▸ DOCUMENT SECTION:
::::::::::

Further, God created them male and female equal in His sight; but He gave each one different functions. The husband has his functions that God will judge him for and the woman had her functions which God will judge her for. God made it plain that in marriage there is established a bond of the two who are joined in wedlock. Their two bodies become one, by an act of sex which consummates their marriage. God gave mankind the gift of sex but only in marriage.
Any kind of sex outside the bond of Holy Matrimony is forbidden. The man and woman who take and make marriage vows, make those vows before God and man, and that marriage is to be honorable in every aspect and the husband or wife who dishonors themselves in breaking the marriage vows will answer to God for it.
The Bible teaches us that marriages are to be harmonious relationships because the husband and wife are now one flesh. Think about that and ask yourselves how one flesh can be unkind, or unloving to any part of their body. Remember that this statement about two people becoming one flesh is not a simple invitation, but it is a command from God and when a husband and wife are at odds with one another they are at odds with God (Mark 10:8). God’s word teaches us that married couples are to live their lives in harmony and that marriage is a spiritual companionship. How very sweet it is to have what God has prepared for you in marriage. Husbands should love and cherish their wives and provide for and protect them, and even be ready to die to protect her.

::::::::::

▸ YOUR TASK: Using the passage on marriage, decide whether each statement agrees with it. Answer yes or no, quoting the deciding words. (a) Sex outside marriage is allowed. (b) Marriage vows are made before God and man. (c) Becoming one flesh is described as a simple invitation.

▸ DATA EXCERPTS:
::::::::::

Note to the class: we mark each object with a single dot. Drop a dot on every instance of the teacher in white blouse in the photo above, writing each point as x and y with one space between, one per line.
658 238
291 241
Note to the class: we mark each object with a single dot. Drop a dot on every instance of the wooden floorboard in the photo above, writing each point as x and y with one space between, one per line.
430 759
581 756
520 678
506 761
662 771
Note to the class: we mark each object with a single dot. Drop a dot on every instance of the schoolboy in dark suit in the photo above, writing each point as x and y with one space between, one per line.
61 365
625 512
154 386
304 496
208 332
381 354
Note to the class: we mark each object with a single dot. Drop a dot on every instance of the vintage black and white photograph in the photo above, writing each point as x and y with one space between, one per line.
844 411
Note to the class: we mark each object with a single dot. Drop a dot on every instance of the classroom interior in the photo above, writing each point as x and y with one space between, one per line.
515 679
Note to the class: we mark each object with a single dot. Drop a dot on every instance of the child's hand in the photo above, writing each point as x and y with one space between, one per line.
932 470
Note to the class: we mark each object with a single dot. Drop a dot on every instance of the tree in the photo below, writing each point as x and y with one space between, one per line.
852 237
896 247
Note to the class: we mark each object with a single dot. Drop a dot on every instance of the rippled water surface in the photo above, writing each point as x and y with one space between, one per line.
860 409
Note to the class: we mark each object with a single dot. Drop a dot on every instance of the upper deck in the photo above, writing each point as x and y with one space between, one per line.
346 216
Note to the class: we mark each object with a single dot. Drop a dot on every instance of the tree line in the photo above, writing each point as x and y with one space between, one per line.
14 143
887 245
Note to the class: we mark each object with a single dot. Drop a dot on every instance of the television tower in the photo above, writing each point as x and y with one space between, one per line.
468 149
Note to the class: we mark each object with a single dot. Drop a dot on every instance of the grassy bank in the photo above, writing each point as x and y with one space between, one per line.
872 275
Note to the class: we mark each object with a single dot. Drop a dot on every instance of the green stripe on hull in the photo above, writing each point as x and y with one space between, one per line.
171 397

::::::::::

▸ PROBLEM SOLUTION:
(a) No: "Any kind of sex outside the bond of Holy Matrimony is forbidden."
(b) Yes: "make those vows before God and man"
(c) No: "is not a simple invitation, but it is a command from God"